Dataset entries
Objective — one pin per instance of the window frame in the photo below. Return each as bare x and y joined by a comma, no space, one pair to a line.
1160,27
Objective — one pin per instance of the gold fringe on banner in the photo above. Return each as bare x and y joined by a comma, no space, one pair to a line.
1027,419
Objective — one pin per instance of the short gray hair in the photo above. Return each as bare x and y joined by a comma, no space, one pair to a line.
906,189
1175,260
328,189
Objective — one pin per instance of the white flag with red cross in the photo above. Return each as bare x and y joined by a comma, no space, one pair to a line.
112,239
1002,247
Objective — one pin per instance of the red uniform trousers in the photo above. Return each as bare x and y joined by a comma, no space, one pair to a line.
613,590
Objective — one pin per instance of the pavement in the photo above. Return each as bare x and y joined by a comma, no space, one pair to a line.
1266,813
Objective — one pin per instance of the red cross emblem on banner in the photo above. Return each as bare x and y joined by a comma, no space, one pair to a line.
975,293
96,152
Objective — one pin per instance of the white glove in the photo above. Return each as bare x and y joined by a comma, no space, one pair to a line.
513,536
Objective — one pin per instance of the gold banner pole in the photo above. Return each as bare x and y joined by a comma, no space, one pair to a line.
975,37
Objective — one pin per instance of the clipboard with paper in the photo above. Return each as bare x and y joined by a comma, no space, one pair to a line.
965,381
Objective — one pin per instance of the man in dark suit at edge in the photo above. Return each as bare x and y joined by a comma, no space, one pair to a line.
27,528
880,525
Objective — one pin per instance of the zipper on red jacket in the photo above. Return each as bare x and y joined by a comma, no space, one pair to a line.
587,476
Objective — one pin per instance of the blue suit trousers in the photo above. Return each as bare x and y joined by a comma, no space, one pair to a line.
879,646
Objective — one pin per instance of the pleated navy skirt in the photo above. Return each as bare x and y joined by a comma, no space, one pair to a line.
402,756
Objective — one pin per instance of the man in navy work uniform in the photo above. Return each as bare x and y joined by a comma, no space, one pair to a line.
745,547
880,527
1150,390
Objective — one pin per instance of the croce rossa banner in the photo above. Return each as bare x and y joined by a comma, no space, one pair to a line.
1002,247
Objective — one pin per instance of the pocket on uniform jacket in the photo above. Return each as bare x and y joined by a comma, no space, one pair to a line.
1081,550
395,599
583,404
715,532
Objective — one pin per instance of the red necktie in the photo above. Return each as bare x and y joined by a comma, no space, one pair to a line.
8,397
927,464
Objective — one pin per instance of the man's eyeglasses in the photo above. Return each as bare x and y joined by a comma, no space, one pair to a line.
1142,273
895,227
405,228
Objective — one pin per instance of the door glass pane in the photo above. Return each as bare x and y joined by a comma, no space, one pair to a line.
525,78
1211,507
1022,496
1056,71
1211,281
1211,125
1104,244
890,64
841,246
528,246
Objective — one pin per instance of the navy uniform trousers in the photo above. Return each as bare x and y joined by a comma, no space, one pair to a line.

THE PROBLEM
Copy the line containing "Objective — one pin per instance of the croce" and every line after it, through the last line of the records. Include nothing else.

ANSWER FOR THE TASK
Objective — one pin per instance of the croce rossa banner in the photo above. Return each as bare x and y joined by a comma, no space, one pair to a line.
1002,247
Objective — one pin per instance of the pocket on uniform jacket in the photo above. Return each as bare x and y joined by a comma, no space, one pair to a line.
1081,550
395,599
583,404
715,532
Objective — one pin per instance of the red necktie in the photo above. Return each as bare x and y joined by a comma, no space, one pair to a line.
8,397
927,464
Objective — one pin per instance of the man's eyeglasses in the photo above. Return each as bare x and y joined by a comma, no space, one pair to a line.
1142,273
895,227
405,228
Objective — one pin per instance of the door glass pane in the photo above. Return each as bare x and y joined by a comma, no space, one pair to a line.
525,78
1211,507
1022,496
1056,71
1211,281
1211,125
1104,244
890,64
841,246
528,246
Objective — one pin per instance of the navy uniform trousers in the photo above. Return each as bare x and y joined by a comma, no space, one pair to a line.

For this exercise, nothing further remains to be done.